**Problems to work on**:
a. In the passage on health-care costs, what does the author call "the baseball fan of health care"?
b. In the passage on health-care costs, rewrite the part from "But hold on, you" to "care as we are.", replacing "conventional wisdom" with "common view".

**Document segment**:
------------

These incremental dollars lift the value -- the “cost” -- of everything that helps capture these revenues, from doctors to devices to hospital administrators. Remember, every “cost” in health care is simply someone else’s “price” for their services and goods; pushing up the demand curve for health care pushes up all of these demand curves, too.

There is probably no health-care expert who hasn’t looked at some data point in the health-care economy -- doctors' salaries, hospital overhead, pharmaceutical marketing, paperwork, you name it -- and concluded that if we could just cut the cost of this one obviously wasteful or overpriced service, the overall cost of care would fall.

Unfortunately, this confusion between cause and effect isn’t just of semantic or academic interest; it drives policy. Rather than rely on markets or actual consumers to discipline costs, health care relies on the efforts of big intermediaries -- insurers and government -- to use their supposedly superior knowledge of real costs to identify and control the excess.

Yet there’s no such thing as a true underlying cost by which to measure excess. Sure, a sudden increase in the price of beef may cause a spike in ballpark hot dog prices (assuming there’s some beef in them). Over time, though, the “cost” of every input in baseball -- player salaries, executives, even uniforms -- depends only on how much we fans are willing to pay to attend, watch and buy all things baseball. In health care, it’s the same: As long as society is willing to add more air to the balloon of the health-care economy, the overall costs of all things health care will rise. Government policy is the baseball fan of health care.

But hold on, you might ask: Doesn’t the success of other developed countries in controlling costs confirm the conventional wisdom? Lower prices for almost everything seem to underlie their greater success in managing overall health spending. Perhaps counterintuitively, it’s the other way around: Prices (or costs) are lower in other countries because they’re not willing to spend as much on care as we are.

------------

**Data records**:

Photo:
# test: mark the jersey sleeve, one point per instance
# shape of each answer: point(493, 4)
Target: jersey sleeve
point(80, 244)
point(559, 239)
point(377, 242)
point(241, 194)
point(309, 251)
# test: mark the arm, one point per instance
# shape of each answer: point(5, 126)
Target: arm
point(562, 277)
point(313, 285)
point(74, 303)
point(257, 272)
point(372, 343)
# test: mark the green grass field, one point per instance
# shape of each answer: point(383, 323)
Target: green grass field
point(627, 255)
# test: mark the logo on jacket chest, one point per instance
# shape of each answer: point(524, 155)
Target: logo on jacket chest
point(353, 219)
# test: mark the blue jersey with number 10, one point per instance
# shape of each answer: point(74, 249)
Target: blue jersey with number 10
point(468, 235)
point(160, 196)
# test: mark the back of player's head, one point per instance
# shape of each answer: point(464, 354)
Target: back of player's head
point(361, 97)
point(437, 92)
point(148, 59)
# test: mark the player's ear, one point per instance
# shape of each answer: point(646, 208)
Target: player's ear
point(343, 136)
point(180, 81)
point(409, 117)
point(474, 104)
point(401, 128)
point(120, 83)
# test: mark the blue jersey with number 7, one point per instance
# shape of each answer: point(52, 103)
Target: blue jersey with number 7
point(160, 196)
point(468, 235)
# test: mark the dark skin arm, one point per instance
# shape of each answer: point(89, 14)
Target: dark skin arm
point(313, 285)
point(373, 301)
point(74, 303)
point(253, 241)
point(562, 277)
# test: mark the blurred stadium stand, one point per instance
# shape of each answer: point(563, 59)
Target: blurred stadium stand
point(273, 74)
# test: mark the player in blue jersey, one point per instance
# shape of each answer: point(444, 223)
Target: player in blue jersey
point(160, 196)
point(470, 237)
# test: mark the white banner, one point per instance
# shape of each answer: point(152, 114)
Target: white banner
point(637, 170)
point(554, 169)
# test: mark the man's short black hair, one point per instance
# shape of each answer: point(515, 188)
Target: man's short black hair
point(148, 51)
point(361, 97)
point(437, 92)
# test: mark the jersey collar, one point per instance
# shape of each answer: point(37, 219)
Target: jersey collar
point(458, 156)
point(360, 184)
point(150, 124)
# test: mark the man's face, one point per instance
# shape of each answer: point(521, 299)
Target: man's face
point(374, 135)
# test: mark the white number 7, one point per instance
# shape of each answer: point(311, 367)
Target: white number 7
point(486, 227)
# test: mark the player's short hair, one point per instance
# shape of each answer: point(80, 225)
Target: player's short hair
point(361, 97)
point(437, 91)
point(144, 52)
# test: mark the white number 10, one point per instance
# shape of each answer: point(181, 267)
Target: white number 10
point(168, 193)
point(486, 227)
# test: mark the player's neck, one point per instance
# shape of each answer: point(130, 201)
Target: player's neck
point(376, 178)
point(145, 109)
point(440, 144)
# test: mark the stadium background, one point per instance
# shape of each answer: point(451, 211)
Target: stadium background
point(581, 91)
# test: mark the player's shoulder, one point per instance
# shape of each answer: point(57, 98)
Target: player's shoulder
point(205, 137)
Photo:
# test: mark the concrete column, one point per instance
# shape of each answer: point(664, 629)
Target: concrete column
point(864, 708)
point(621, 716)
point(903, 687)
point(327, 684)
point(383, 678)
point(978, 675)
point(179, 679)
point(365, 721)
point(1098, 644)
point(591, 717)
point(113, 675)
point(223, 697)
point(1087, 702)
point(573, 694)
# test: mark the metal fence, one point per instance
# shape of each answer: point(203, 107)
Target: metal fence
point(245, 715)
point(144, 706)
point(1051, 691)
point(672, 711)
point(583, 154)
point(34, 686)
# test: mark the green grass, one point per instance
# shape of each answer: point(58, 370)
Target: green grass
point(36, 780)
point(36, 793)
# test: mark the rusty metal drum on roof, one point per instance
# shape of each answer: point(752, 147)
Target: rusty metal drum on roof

------------

**Written responses**:
a. Government policy

b.
But hold on, you might ask: Doesn’t the success of other developed countries in controlling costs confirm the common view? Lower prices for almost everything seem to underlie their greater success in managing overall health spending. Perhaps counterintuitively, it’s the other way around: Prices (or costs) are lower in other countries because they’re not willing to spend as much on care as we are.